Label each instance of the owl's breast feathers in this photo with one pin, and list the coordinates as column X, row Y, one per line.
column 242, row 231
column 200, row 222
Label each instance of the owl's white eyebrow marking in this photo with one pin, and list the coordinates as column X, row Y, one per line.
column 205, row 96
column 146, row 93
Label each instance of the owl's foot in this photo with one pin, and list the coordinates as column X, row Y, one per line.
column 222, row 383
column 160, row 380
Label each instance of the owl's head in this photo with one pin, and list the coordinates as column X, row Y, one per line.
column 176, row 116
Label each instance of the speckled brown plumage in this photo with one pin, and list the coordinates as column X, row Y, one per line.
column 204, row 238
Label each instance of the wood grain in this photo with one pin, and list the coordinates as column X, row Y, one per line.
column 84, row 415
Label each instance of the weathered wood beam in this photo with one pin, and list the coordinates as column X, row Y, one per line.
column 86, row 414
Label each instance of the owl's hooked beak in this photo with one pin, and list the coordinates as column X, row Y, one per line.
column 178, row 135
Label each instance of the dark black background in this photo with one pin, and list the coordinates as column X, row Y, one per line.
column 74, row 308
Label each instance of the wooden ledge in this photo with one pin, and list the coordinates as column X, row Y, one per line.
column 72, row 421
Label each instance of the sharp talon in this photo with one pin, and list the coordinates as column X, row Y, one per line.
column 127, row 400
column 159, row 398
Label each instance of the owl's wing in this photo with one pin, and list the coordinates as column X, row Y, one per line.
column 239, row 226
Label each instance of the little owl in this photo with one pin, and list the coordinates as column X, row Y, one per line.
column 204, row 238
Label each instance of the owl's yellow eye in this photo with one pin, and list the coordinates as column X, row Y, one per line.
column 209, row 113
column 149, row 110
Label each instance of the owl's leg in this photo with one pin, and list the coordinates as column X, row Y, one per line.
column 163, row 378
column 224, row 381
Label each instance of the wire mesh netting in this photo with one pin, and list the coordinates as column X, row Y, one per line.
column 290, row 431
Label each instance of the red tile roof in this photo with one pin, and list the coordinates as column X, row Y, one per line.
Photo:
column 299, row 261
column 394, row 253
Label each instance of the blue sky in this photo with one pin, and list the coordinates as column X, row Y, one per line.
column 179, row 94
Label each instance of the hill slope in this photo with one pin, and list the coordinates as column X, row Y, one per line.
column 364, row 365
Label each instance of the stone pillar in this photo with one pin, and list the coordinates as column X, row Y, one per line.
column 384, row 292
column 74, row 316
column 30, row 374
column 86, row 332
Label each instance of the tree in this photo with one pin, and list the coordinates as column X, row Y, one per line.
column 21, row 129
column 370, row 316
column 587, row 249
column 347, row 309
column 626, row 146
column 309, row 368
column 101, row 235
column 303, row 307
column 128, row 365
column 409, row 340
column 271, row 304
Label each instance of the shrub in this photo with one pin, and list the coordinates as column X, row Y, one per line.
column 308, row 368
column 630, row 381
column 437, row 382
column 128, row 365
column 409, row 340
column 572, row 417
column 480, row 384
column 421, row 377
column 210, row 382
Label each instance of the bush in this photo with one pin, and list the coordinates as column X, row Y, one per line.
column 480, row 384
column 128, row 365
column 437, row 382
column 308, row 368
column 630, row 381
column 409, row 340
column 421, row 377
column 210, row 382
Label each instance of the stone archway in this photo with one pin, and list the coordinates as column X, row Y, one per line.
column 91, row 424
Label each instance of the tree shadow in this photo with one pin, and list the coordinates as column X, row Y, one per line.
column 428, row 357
_ _ _ _ _ _ _
#### The request
Copy out all the items above again, renaming "pin" to "marker" wherever it appears and keeping everything else the same.

#### Answer to the task
Label each instance of the owl's breast feathers in this photo with one marker, and list the coordinates as column X, row Y, one per line.
column 242, row 231
column 200, row 222
Label each instance of the owl's white eyebrow marking in this photo with one marker, and list the coordinates as column X, row Y, one per line.
column 205, row 96
column 146, row 93
Label each instance of the owl's foot in this photo with one marker, and list the coordinates as column X, row Y, one per line.
column 222, row 383
column 160, row 380
Label each instance of the owl's head in this photo with one marker, and list the coordinates as column X, row Y, one per line.
column 176, row 116
Label each instance of the speckled brown plumage in this photo with one marker, and list the coordinates as column X, row Y, one per line.
column 204, row 238
Label each instance of the wood grain in this photo with one marker, and list the coordinates as column X, row Y, one per line.
column 84, row 415
Label each instance of the weathered wood beam in this photo with one marker, and list the coordinates as column X, row Y, one per line.
column 86, row 414
Label each instance of the owl's hooked beak in this photo with one marker, and list the coordinates as column X, row Y, one per line.
column 178, row 135
Label each instance of the dark black background in this photo with one marker, and list the coordinates as column X, row Y, one per line.
column 74, row 308
Label each instance of the wooden ledge in this photo with one marker, and list the coordinates as column X, row Y, one per line.
column 72, row 421
Label each instance of the sharp talon in this photo with one marker, and list the coordinates as column X, row Y, one per line.
column 127, row 400
column 159, row 398
Label each instance of the owl's wing in this photo with one marker, and list the coordinates as column X, row Y, one per line.
column 239, row 226
Label each instance of the little owl in this photo with one marker, and list the coordinates as column X, row Y, one per line.
column 204, row 238
Label each instance of the owl's yellow eye in this photo with one marker, and list the coordinates as column X, row Y, one per line.
column 209, row 113
column 149, row 110
Label each instance of the owl's leg in this photo with one marker, and list the coordinates as column X, row Y, one per line.
column 163, row 378
column 224, row 381
Label each instance of the wire mesh netting in this photo with one marker, and list the coordinates as column X, row Y, one per line.
column 290, row 431
Label each instance of the red tile roof in this photo with one marker, and list the coordinates as column X, row Y, one per line.
Photo:
column 299, row 261
column 394, row 253
Label each instance of the blue sky in this photo with one marker, and list the coordinates as column X, row Y, one per line.
column 179, row 94
Label each instance of the hill slope in this photo with one marker, and list the coordinates as column X, row Y, one per line.
column 364, row 365
Label each instance of the stone pillar in this photo with one marker, and list the coordinates as column X, row Y, one per line.
column 384, row 292
column 74, row 316
column 30, row 374
column 86, row 332
Label each instance of the tree in this photo with one marker, and list the coordinates as column X, row Y, one per line.
column 21, row 129
column 370, row 316
column 587, row 249
column 347, row 309
column 626, row 146
column 309, row 368
column 101, row 235
column 303, row 307
column 128, row 365
column 409, row 340
column 271, row 304
Label each instance of the shrub in this photo with one marker, and list the coordinates as column X, row Y, one per line.
column 308, row 368
column 630, row 381
column 437, row 382
column 128, row 365
column 409, row 340
column 572, row 417
column 480, row 384
column 421, row 377
column 210, row 382
Label each instance of the bush in this photo with one marker, and list the coordinates as column X, row Y, one per line.
column 480, row 384
column 128, row 365
column 437, row 382
column 308, row 368
column 630, row 381
column 409, row 340
column 421, row 377
column 210, row 382
Label each instance of the stone archway in this photo with one marker, and list the coordinates as column X, row Y, one per line.
column 91, row 424
Label each instance of the tree shadow in this photo with one marker, and list the coordinates as column X, row Y, one per line.
column 428, row 357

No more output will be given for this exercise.